━━ DATA EXCERPTS ━━

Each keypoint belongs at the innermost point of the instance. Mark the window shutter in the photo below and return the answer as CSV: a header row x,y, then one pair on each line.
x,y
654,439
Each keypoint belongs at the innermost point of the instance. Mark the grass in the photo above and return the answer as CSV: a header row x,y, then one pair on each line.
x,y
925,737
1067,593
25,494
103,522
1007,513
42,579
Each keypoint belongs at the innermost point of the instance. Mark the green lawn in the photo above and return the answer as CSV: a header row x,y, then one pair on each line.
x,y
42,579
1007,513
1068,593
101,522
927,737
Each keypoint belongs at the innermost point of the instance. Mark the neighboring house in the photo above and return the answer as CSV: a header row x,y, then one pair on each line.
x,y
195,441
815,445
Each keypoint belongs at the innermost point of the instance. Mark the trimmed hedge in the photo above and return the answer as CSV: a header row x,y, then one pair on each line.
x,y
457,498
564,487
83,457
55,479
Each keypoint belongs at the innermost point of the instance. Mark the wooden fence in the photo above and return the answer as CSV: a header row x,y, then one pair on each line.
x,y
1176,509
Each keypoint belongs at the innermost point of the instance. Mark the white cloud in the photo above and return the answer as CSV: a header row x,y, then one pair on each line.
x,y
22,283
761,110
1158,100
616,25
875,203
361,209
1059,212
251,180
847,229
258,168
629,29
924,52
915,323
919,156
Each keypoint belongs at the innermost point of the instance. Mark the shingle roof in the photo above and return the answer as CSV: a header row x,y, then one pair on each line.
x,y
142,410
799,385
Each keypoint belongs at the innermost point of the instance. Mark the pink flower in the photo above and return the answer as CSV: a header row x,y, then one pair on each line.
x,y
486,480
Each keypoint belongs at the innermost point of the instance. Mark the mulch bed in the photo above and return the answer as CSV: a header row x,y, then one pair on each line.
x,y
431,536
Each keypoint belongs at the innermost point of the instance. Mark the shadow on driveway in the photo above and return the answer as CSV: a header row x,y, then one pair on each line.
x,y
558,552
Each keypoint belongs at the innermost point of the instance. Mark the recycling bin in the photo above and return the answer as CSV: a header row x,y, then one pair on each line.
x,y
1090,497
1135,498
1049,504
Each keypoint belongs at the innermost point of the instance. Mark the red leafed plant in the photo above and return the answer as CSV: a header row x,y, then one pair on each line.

━━━

• TASK BRIEF:
Extract the stretch from the line containing "Mark the shingle" through the end of the records, reproducing those lines word for word.

• RESULT OF THIS EXERCISE:
Each keypoint belongs at the innermost point of the instance. Mark the shingle roof in the photo above and return the answer as CSV: a header row x,y, then one pair on each line.
x,y
142,410
799,385
Each keypoint belongs at the innermost point of the instance. Mark the pink flower in the photo above and return the answer as CSV: a header row x,y, then one pair on each line.
x,y
486,480
Each keypoint belongs at the innermost point of the instance. Mark the mulch bed in the photo above and return the answer as CSV: a header row x,y, then one pair on each line.
x,y
431,536
Each keypoint belongs at the innermost point of the instance. Mark the shadow on driveway in the photo above and return the answer as CSV: a header row x,y, then one pair on each line.
x,y
558,552
Each keypoint belongs at the innermost point of the instance. Mark the recycling bin in the photo above and return the answer as CSV: a header row x,y, then one pair on each line.
x,y
1090,497
1135,498
1049,504
Each keypoint belongs at the innermost point of the instance. Mark the red leafed plant in the photo above and return the answer as CSV: a header row x,y, then one pair on each line.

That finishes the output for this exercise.